_EXTRAIT CHOISI_
···
Dans ma discussion #streamcaribbean avec Meemee Nelzy, j’ai évoqué mon mini-regret de ne pas avoir grandi avec une chanteuse guadeloupéenne que j’aurais vu comme une cousine voire une grande soeur. Cette femme aurait chanté ses expériences qui m’auraient aidé à mieux comprendre notre société du début 21ème siècle avec des sonorités de chez moi, des exemples, des métaphores qui m’auraient parlé directement… Elle aurait été une voix qui m’aurait montré une féminité différente des normes qu’on nous impose. Et je pense que Rachelle Allison s’est bien tracée ce couloir.

S’il est difficile de définir ses ambitions artistiques pré-2019,  le mini-album “Esquisse” (2019) marque une évolution. Sur les trois années qui suivent, elle enchaîne les singles mais reste sur sa stratégie initiale de se mettre en lumière à travers des collaborations. De l’amoureuse joueuse dans “Pitché” avec Matieu White à la grande soeur protectrice pour “Ma Petite” avec Meryl en passant par la séductrice dans “Animal” avec Jok’Air ou l’amoureuse comblée dans “Kind Love” avec Lu City, ses explorations artistiques dans l’album “Si J’étais Pire” (2021) préparent l’image de la conteuse d’histoires qui apparaît avec “Féeries”.
···
_CONSIGNES_
1. D'après l'extrait sur Rachelle Allison, quel mini-album de 2019 marque une évolution dans son parcours ?
2. Poursuivez l'extrait sur Rachelle Allison à partir de sa dernière phrase.
···
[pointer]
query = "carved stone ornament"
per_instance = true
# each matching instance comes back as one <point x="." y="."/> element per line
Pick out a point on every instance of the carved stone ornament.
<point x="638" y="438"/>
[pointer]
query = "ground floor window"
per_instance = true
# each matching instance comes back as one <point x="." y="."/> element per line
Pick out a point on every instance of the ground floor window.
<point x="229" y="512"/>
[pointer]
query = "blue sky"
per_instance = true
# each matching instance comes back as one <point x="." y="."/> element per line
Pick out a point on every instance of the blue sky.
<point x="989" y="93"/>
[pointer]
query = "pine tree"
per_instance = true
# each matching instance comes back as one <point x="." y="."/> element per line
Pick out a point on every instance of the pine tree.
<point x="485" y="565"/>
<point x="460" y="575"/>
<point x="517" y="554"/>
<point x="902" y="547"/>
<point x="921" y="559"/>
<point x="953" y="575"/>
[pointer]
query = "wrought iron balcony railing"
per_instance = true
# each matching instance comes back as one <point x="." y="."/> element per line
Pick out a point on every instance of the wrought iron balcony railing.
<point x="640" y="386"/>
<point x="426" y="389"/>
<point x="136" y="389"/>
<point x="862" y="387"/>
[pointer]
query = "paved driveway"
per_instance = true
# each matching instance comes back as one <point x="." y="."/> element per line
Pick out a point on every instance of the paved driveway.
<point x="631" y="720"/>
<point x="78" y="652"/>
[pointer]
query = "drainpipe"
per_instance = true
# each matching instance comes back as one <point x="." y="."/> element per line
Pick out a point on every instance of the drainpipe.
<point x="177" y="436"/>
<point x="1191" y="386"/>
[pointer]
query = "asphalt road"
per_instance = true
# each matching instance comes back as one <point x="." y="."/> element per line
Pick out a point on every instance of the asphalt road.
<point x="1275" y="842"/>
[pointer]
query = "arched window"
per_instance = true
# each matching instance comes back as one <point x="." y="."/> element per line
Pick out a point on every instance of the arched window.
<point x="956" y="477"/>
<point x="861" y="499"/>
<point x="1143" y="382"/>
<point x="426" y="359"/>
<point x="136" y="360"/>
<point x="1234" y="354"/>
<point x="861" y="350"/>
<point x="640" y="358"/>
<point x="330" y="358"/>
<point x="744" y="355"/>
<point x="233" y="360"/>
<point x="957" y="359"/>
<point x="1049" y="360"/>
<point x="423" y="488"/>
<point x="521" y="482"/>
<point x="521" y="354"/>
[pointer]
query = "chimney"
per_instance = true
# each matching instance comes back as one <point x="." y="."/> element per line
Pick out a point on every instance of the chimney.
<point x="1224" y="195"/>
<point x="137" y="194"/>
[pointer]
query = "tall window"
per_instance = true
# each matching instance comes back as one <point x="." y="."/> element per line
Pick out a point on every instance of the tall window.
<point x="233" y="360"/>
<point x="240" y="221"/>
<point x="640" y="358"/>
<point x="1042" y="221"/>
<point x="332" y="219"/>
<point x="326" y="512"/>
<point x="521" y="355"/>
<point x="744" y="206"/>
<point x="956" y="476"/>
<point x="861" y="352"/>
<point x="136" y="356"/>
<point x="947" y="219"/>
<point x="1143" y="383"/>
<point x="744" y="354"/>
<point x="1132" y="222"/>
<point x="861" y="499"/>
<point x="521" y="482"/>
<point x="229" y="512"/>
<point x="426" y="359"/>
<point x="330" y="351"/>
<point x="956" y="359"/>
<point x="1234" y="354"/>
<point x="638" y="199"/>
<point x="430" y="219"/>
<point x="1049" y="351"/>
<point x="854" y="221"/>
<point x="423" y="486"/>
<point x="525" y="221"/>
···
_RÉSULTATS FINAUX_
1. Le mini-album “Esquisse”.

2.
Je ne m’attarderai pas ici sur les 4 collaborations exclusivement masculines de cet album qui cumule déjà plus d’un million de streams sur Spotify. Avec un featuring de Jahyanai pour “Trophy”, de Railfé pour “Liquid”, de Jewel Usain pour “RAF” et Ya Levis pour “Le Mental”, elle passe facilement du dancehall à l’afropop en passant par la trap et du rap R&Bisé. Ses dix ans de carrière s’entendent dans la maîtrise de sa voix versatile.

Par contre, cette image d’une femme libre dans sa sexualité rayonne davantage dans ses titres solo car ses paroles racontent l’amour en toute vulnérabilité et sensualité. Avec “Secret” en ouverture et “Capitaine”, elle chante la passion, l’excitation des débuts de la relation amoureuse. Puis All You Need et “Tous Les Jours” nous font (re)vivre les incertitudes entre une histoire qui n’arrive pas à se finir et une histoire qui n’arrive pas à commencer. Enfin, “Imparfaite”, “Too Hot” et “La Nuit Tombée” reflètent l’ambivalence dans notre recherche d’intimité. Il est facile d’accuser l’autre d’avoir un comportement toxique, mais est-on sûr.e d’avoir toujours le bon comportement en toute circonstance ? Sans avoir la prétention de donner la réponse juste, Rachelle Allison invite à l’introspection sur ce qu’on est prêt.e à subir ou faire subir par amour de l’autre et/ou par manque d’amour de soi. Ceci étant dit, la fin chaotique d’une histoire ne signifie pas nécessairement une fin malheureuse.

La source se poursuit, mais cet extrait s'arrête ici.